*TASK INPUTS*.
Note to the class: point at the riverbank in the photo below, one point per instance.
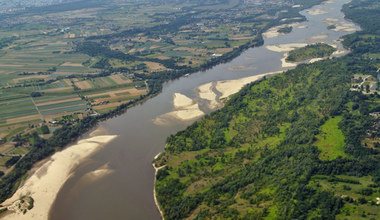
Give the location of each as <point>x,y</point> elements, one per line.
<point>45,183</point>
<point>230,87</point>
<point>156,169</point>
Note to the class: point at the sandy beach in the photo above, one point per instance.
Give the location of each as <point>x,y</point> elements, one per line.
<point>230,87</point>
<point>45,183</point>
<point>318,37</point>
<point>317,12</point>
<point>340,26</point>
<point>181,101</point>
<point>315,60</point>
<point>206,92</point>
<point>285,64</point>
<point>156,169</point>
<point>185,109</point>
<point>273,32</point>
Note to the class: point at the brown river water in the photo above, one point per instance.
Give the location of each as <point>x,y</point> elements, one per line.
<point>127,192</point>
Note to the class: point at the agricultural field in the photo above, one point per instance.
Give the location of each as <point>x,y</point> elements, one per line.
<point>62,63</point>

*SHORT TASK*. Copy out all the records exactly, excluding pictures.

*WORKED SOLUTION*.
Note to the class: point at the riverbank in the photo below, one point per instance.
Give the location of each as <point>x,y</point> elements, one per line.
<point>45,183</point>
<point>230,87</point>
<point>156,169</point>
Note to the class: point at the sandy beach in the photo above, one point per instance.
Give the location of each as <point>x,y</point> elements, one per line.
<point>230,87</point>
<point>45,183</point>
<point>318,37</point>
<point>317,12</point>
<point>340,26</point>
<point>181,101</point>
<point>315,60</point>
<point>206,92</point>
<point>285,64</point>
<point>156,169</point>
<point>185,109</point>
<point>273,32</point>
Note to the class: point at the brown river water in the photo above, one point per instance.
Give the location of each as <point>x,y</point> elements, one per line.
<point>127,192</point>
Note to the class: point at the agricultural field in the photo above, one point per instance.
Give the location of each as <point>x,y</point> elements, one per line.
<point>62,63</point>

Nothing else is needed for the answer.